### [Set tasks]
1/ In the real estate interview transcript, what was the purchase price of the first duplex?
2/ Write the next several lines of the real estate interview transcript, beginning right after its final sentence.

** Start of Text to read **

Dylan Silver (02:41.879)
Yeah. That first deal. Do you remember that first deal? Walk us through that first deal. How did you find it on market, off market? What was the funding from?
Jason Chrisman (02:45.559)
Of course.
Jason Chrisman (02:50.83)
So yeah, it was a duplex on market. It was in turnkey, but not really brought up to today’s conditions. So the down payment on the property was about 60 grand, 68 grand actually, $350,000 purchase on that property immediately. And this is a while back. This is years later. Now it would cost 700,000 easily 800,000. So, I’ll tell you a story about that a little bit later as we go, when I sold them here in New York and the bank roll that I made, but I bought the property. said, all right, I’m not going to dump any money into it.
Dylan Silver (03:03.053)
Yeah.
Dylan Silver (03:08.407)
Yeah.
Jason Chrisman (03:20.066)
I’m going to take on a partner, which I did. It was a relative, somebody in my family. They put up the money. I ran the property. I got two great tenants in there. I let the property sit for two months because I wanted the best tenants. You know, I always hear these nightmares. You get the wrong people in. It takes a year to get them out in New York. So I focused on tenants, not really building the property up more. And I got great tenants after year one. I raised them 150 bucks a year. Like clockwork. went with the market conditions. the first property wasn’t horrible.
Dylan Silver (03:32.483)
Good call.
Jason Chrisman (03:48.322)
The third property is what made me really think, okay, should I be a real estate investor or not? And that comes with the struggle and we’ll get to the third property in just a minute. But the first property honestly wasn’t anything hectic. wasn’t anything crazy. I bought it, maybe paint carpets and that’s it. We threw tenants in within two months, started cash flowing about 850 bucks a month on the duplex. We did well. Yes. Yes.
Dylan Silver (04:09.581)
Was this in Long Island? So when you were finding that deal, was it like, hey, let me make a bunch of offers and let me see what I can get? Or was it, you specifically like this property?
Jason Chrisman (04:19.31)
Yes. No, I think at that time I probably had about five to seven offers at on that time, but that was probably my 15th offer total. I put a lot of offers in a lot of different places and the funny thing is two of my offers were accepted within maybe 24, 36 hours of each other, but I ended up taking this property and I’m really glad that I did. Years later that area blew up. That price of that property doubled. I sold those two duplexes in that area which were a few blocks from each other.

** End of Text to read **
** Start of Records **

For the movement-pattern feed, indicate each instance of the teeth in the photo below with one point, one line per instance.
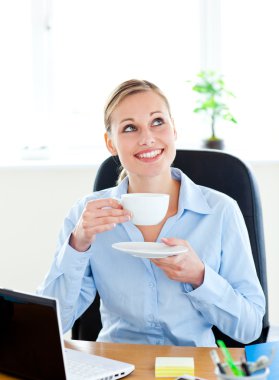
(154, 153)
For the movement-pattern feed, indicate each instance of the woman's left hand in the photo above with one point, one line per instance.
(186, 267)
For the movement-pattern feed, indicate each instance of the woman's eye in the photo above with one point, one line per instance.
(157, 121)
(129, 128)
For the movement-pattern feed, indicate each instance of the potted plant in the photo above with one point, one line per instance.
(212, 94)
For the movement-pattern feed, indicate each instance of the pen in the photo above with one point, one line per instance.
(235, 370)
(245, 367)
(216, 360)
(189, 377)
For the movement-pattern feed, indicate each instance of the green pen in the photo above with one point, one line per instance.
(235, 370)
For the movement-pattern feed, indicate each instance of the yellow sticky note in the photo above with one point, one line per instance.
(174, 366)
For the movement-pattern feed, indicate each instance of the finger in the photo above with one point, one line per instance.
(104, 212)
(104, 202)
(175, 241)
(95, 222)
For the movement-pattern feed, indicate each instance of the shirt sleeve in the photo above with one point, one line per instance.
(70, 278)
(232, 299)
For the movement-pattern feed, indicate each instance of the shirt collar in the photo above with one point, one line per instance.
(191, 196)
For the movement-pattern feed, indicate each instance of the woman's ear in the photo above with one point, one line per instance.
(174, 129)
(109, 144)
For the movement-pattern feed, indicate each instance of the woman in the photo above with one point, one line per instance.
(174, 300)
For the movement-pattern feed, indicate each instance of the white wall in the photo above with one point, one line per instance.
(34, 201)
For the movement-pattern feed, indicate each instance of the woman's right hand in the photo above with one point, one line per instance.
(98, 216)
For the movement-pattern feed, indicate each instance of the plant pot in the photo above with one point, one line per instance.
(214, 143)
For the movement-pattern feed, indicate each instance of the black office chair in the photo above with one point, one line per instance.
(220, 171)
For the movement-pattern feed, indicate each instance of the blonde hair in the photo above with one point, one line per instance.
(127, 88)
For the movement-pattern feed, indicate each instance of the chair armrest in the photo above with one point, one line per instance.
(273, 333)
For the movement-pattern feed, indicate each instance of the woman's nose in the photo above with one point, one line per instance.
(147, 138)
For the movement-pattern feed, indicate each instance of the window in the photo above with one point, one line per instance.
(60, 60)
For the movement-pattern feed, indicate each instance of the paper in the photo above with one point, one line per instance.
(254, 351)
(173, 366)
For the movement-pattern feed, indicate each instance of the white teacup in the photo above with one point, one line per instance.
(147, 208)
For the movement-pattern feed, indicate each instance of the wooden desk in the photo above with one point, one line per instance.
(143, 356)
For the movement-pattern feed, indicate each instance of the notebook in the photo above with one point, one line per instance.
(31, 343)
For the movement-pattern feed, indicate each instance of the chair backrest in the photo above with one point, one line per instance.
(220, 171)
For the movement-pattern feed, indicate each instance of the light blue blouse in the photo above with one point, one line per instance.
(139, 303)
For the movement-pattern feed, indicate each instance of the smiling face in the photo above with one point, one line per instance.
(143, 135)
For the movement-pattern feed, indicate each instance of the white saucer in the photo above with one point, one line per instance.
(149, 250)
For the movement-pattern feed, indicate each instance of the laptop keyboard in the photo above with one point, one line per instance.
(85, 371)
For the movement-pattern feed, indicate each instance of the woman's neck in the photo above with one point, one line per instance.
(157, 184)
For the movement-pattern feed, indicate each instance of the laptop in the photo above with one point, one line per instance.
(31, 343)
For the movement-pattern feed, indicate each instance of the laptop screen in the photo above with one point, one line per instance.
(30, 345)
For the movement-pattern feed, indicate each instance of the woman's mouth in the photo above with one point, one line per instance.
(150, 154)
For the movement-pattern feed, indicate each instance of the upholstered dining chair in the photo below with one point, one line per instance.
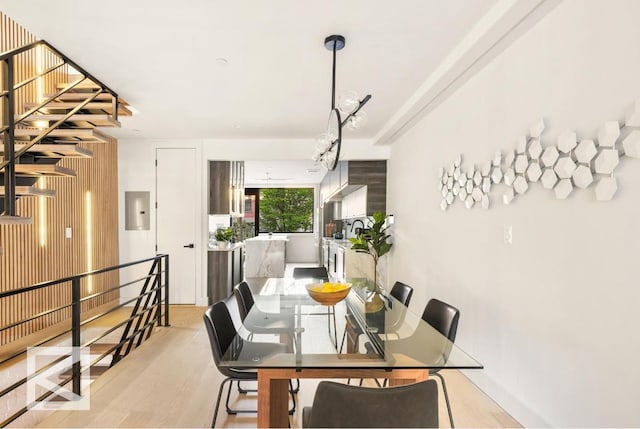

** End of Records **

### [Answers for this exercise]
1/ $350,000

2/
for double of what I paid for them within like five years.
Dylan Silver (04:50.583)
So 850 cash flow a month and doubling in five years. Those are some pretty big W’s there, Jason.
Jason Chrisman (04:55.438)
Yeah, yeah, they were. Yeah.
Dylan Silver (04:59.349)
So, you know, when we think about these kind of beginning steps, I want to get granular. Now, don’t give away all the gold, but I am going to ask some specific questions here. So maybe save some, but you had a bunch of offers out. You got two accepted. So are you then having to put up EMD and option money on two different properties at that point?
Jason Chrisman (05:08.408)
Sure.
Jason Chrisman (05:19.83)
No, no, I never do EMD, even now I don’t do EMD. My negotiation tactic now is to come in with cash or I’ll come in with a 70 30 or I’ll come in with a loan. But EMD is not really something I throw down on the properties because we will put out so many offers and so many different properties. And it’s not like we’re limited. You know, we’re not really in a huge demand market where real estate isn’t, you for sale. There is an abundance of real estate out right now. Back then, there was still a lot of real estate out.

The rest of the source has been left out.